== EXERCISE DIRECTIONS ==
Rewrite the stretch of records from the start through the line containing "197 41 232 67", both ends included and requests kept. Add 86 to every box coordinate in the answers, and leave the numbers in the requests and their format samples as they are.

== EXCERPTED DATA ==

########################################

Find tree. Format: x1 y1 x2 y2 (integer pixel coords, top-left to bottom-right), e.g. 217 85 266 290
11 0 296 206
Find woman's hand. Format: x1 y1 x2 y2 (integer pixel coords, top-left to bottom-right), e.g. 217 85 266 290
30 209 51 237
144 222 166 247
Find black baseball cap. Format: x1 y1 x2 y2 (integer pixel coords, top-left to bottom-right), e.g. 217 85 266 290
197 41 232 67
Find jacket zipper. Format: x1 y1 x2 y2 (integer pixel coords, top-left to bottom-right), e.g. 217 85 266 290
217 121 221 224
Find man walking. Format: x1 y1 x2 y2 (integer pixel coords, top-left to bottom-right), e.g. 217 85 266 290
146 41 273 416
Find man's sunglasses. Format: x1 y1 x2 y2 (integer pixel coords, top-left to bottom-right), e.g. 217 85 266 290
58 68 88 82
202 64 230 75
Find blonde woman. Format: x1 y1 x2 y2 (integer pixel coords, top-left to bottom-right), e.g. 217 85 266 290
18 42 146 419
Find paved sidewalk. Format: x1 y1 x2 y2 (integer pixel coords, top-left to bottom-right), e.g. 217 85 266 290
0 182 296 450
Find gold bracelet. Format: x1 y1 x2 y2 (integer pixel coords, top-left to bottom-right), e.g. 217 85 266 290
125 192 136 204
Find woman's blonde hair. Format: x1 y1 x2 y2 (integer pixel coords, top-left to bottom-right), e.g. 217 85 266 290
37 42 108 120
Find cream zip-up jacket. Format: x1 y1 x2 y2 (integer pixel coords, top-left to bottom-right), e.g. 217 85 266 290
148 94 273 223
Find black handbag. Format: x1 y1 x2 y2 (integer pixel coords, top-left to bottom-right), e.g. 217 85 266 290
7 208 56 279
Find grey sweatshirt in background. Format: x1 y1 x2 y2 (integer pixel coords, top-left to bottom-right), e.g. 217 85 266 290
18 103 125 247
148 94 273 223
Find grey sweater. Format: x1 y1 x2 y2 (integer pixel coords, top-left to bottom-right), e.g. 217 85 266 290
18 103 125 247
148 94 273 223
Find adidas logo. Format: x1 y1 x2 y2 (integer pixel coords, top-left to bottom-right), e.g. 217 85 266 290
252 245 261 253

########################################

== RESULT FOR THIS EXERCISE ==
Find tree. Format: x1 y1 x2 y2 (integer pixel coords, top-left to bottom-right), e.g. 217 85 266 290
97 86 382 292
Find woman's hand. Format: x1 y1 x2 y2 (integer pixel coords, top-left to bottom-right), e.g. 217 85 266 290
116 295 137 323
230 308 252 333
Find black baseball cap. Format: x1 y1 x2 y2 (integer pixel coords, top-left to bottom-right), e.g. 217 85 266 290
283 127 318 153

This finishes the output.